[begin RECORDS FOR PROCESSING]

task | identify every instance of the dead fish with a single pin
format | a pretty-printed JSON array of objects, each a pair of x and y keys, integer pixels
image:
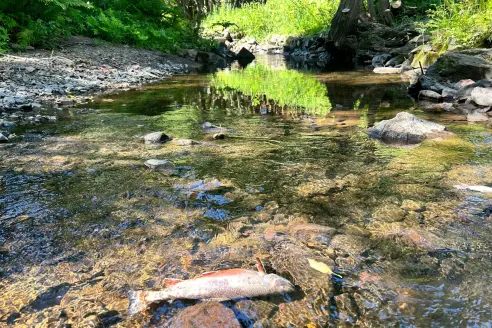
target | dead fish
[
  {"x": 217, "y": 285},
  {"x": 483, "y": 189}
]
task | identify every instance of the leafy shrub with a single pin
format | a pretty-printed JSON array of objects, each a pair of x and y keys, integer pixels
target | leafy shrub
[
  {"x": 121, "y": 27},
  {"x": 288, "y": 17},
  {"x": 467, "y": 23},
  {"x": 4, "y": 38},
  {"x": 155, "y": 24}
]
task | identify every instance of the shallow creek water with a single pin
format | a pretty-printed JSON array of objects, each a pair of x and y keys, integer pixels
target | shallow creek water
[{"x": 83, "y": 221}]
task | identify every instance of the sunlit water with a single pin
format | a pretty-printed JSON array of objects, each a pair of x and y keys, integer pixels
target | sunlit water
[{"x": 83, "y": 221}]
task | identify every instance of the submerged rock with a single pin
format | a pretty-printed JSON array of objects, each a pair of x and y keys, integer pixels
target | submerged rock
[
  {"x": 406, "y": 129},
  {"x": 187, "y": 142},
  {"x": 205, "y": 315},
  {"x": 3, "y": 139},
  {"x": 245, "y": 54},
  {"x": 219, "y": 136},
  {"x": 387, "y": 70},
  {"x": 477, "y": 116},
  {"x": 482, "y": 96},
  {"x": 456, "y": 66},
  {"x": 430, "y": 95},
  {"x": 155, "y": 138}
]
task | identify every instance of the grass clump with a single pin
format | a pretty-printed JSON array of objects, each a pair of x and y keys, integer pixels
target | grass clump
[
  {"x": 152, "y": 24},
  {"x": 259, "y": 20},
  {"x": 285, "y": 88},
  {"x": 466, "y": 23}
]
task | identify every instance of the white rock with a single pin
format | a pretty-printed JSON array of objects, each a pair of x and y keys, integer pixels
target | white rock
[{"x": 162, "y": 165}]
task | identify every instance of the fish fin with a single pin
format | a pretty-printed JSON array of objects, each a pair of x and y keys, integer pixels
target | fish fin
[
  {"x": 222, "y": 273},
  {"x": 170, "y": 281},
  {"x": 137, "y": 302},
  {"x": 260, "y": 266}
]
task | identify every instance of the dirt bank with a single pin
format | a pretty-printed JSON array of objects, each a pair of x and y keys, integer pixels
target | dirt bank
[{"x": 34, "y": 81}]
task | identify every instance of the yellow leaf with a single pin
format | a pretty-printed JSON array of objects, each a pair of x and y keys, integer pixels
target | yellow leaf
[{"x": 320, "y": 266}]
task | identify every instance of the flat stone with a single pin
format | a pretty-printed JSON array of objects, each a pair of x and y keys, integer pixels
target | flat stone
[
  {"x": 454, "y": 66},
  {"x": 155, "y": 138},
  {"x": 162, "y": 165},
  {"x": 205, "y": 315},
  {"x": 463, "y": 83},
  {"x": 245, "y": 54},
  {"x": 3, "y": 139},
  {"x": 405, "y": 129},
  {"x": 430, "y": 95},
  {"x": 219, "y": 136},
  {"x": 464, "y": 93},
  {"x": 448, "y": 94},
  {"x": 187, "y": 142},
  {"x": 476, "y": 116},
  {"x": 482, "y": 96},
  {"x": 380, "y": 60}
]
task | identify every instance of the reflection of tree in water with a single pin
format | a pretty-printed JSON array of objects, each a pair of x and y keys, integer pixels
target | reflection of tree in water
[
  {"x": 369, "y": 97},
  {"x": 275, "y": 90}
]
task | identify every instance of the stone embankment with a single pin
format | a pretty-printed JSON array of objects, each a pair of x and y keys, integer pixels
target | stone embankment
[
  {"x": 35, "y": 84},
  {"x": 458, "y": 82}
]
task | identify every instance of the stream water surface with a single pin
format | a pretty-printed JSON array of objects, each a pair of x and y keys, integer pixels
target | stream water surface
[{"x": 83, "y": 221}]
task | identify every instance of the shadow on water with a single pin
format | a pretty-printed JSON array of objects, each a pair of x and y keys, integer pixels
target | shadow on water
[{"x": 83, "y": 221}]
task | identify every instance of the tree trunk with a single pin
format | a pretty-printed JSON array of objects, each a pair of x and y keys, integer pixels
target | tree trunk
[
  {"x": 372, "y": 9},
  {"x": 345, "y": 20},
  {"x": 396, "y": 7},
  {"x": 385, "y": 12}
]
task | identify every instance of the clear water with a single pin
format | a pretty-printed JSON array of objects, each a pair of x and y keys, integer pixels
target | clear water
[{"x": 83, "y": 221}]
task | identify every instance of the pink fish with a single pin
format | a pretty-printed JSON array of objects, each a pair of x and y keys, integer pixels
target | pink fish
[{"x": 216, "y": 285}]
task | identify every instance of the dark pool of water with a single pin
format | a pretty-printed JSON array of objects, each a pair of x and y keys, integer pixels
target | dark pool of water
[{"x": 83, "y": 221}]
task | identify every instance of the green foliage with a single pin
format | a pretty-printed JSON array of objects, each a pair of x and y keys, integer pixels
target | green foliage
[
  {"x": 293, "y": 89},
  {"x": 467, "y": 23},
  {"x": 4, "y": 38},
  {"x": 121, "y": 27},
  {"x": 287, "y": 17},
  {"x": 154, "y": 24}
]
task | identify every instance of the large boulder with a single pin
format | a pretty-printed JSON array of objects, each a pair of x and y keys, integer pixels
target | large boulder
[
  {"x": 205, "y": 315},
  {"x": 465, "y": 93},
  {"x": 482, "y": 96},
  {"x": 406, "y": 129},
  {"x": 456, "y": 66}
]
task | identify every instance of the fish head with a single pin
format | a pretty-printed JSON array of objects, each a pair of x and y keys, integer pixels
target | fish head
[{"x": 278, "y": 284}]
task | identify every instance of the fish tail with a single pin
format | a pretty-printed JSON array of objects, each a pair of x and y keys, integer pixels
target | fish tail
[{"x": 137, "y": 302}]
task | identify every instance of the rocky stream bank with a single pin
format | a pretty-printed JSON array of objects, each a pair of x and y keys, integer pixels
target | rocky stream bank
[{"x": 36, "y": 85}]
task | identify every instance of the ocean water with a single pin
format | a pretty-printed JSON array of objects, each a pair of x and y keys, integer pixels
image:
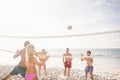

[end RECORDS FOR PROCESSING]

**EXERCISE TASK**
Rewrite the lines from the line with "task | identify every instance of the fish head" through the end of the records, including both ends, with the requests kept and every x and y pixel coordinate in the answers scaled by 1.2 and rounded to a whole number, halves up. Leave the pictures out.

**SOLUTION TO THE EXERCISE**
task | identify every instance of the fish head with a single pin
format | a pretty-printed JSON array of objects, each a pair of x and y keys, integer pixels
target | fish head
[{"x": 334, "y": 341}]
task | identify every instance of the fish tail with a single pin
format | a pretty-printed JSON array of objects, each a pair of x and y keys, integer pixels
target | fish tail
[{"x": 164, "y": 362}]
task | identify every instance of the rocky stream bank with a single pin
format | a pretty-printed JSON array of objects, each a pair of x and y keys, integer pixels
target | rocky stream bank
[{"x": 43, "y": 102}]
task | identify every instance of the ocean water with a single pin
format | a pretty-printed JSON array of objects, each a pair of x and y keys, integer pixels
image:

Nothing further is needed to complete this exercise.